In [1]:
from numba import cuda
from numba import njit, jit
import numpy as np

Тест cuda.jit

In [2]:
@cuda.jit
def increment_by_one(arr):
    pos = cuda.grid(1)
    if pos < arr.size:
        arr[pos] += 1

In [3]:
arr = np.zeros(10, dtype=int)
for i in range(len(arr)):
    arr[i] = i

In [4]:
arr

array([0, 1, 2, 3, 4, 5, 6, 7, 8, 9])

In [5]:
threadsperblock = 32
blockspergrid = (arr.size + (threadsperblock - 1)) // threadsperblock

In [6]:
increment_by_one[blockspergrid, threadsperblock](arr)

In [7]:
arr

array([ 1,  2,  3,  4,  5,  6,  7,  8,  9, 10])

In [8]:
B_INC = 0.0000000001

In [9]:
NUM_NEIGHB = 27

def get_site(coord, L):
    """Get the site index from the 3-vector of coordinates."""
    # XXX: 3D hardcoded, can do N-D
    return coord[0] * L[1] * L[2] + coord[1] * L[2] + coord[2]


def get_coord(site, L):
    """Get the 3-vector of coordinates from the site index."""
    # XXX: 3D hardcoded, can do N-D
    x = site // (L[1]*L[2])
    yz = site % (L[1]*L[2])
    y = yz // L[2]
    z = yz % L[2]
    return [x, y, z]


def get_neighbors(site, L):
    neighb = set()
    x, y, z = get_coord(site, L)
    for i in [-1, 0, 1]:
        for j in [-1, 0, 1]:
            for k in [-1, 0, 1]:
                x1 = (x + i) % L[0]
                y1 = (y + j) % L[1]
                z1 = (z + k) % L[2]
                neighb.add(get_site([x1, y1, z1], L))
    
    return list(neighb)
    
def tabulate_neighbors(L):
    """Tabulate the root-2 neighbors on the 3D cubic lattice with PBC."""
    Nsite = L[0]*L[1]*L[2]
    neighb = np.empty((Nsite, NUM_NEIGHB), dtype=int)
    for site in range(Nsite):
        neighb[site, :] = get_neighbors(site, L)
    return neighb



def tabulate_neighbors_small_L(L):
    """
    Tabulate the root-2 neighbors on the 3D cubic lattice with PBC.
    Must be used when L[0], L[1] or L[2] < 3 
    """
    Nsite = L[0]*L[1]*L[2]
    neighb = [[]] * Nsite
    for site in range(Nsite):
        neighb[site] = get_neighbors(site, L)
    return neighb

In [10]:
@cuda.jit
def culc_scores(grid, neighbors, scores, b):
    site = cuda.grid(1)

____

Процитируйте из текста про numba и cuda.jit всё, начиная со слов «return list(neighb)» и до слов «neighb[site, :] = get_neighbors(site, L)» включительно.

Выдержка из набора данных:
____

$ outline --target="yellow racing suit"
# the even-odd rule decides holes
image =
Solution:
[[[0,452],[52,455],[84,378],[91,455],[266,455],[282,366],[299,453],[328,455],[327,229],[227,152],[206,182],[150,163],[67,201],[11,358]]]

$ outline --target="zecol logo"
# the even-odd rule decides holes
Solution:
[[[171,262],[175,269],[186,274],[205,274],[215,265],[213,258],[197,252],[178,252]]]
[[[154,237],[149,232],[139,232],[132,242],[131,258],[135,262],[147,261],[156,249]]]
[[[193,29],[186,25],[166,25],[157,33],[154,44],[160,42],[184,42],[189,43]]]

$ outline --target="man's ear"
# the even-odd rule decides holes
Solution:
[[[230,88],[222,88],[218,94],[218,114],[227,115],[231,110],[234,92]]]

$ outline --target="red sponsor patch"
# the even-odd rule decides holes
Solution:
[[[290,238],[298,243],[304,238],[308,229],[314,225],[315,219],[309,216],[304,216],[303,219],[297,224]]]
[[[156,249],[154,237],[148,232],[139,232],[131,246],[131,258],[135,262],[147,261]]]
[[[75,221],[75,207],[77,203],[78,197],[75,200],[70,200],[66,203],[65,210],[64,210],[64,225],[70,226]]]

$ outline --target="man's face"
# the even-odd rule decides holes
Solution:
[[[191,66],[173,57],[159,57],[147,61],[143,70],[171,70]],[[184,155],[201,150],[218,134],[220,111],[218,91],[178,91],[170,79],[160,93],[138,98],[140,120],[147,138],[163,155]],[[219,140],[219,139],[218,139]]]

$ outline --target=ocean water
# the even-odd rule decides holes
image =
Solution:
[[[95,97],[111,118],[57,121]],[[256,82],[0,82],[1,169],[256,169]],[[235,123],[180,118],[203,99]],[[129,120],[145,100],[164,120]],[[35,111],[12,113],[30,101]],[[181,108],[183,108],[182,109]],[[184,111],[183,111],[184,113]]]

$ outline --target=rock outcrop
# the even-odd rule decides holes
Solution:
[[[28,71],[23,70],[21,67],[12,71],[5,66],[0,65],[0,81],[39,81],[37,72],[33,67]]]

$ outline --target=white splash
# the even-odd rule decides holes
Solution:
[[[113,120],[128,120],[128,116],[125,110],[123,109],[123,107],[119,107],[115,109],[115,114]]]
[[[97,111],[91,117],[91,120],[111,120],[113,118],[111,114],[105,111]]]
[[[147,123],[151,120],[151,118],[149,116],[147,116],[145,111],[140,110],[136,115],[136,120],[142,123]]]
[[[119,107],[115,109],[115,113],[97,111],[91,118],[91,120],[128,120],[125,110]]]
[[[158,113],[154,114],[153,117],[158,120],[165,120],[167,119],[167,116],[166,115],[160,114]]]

____

Готовое решение:
return list(neighb)
    
def tabulate_neighbors(L):
    """Tabulate the root-2 neighbors on the 3D cubic lattice with PBC."""
    Nsite = L[0]*L[1]*L[2]
    neighb = np.empty((Nsite, NUM_NEIGHB), dtype=int)
    for site in range(Nsite):
        neighb[site, :] = get_neighbors(site, L)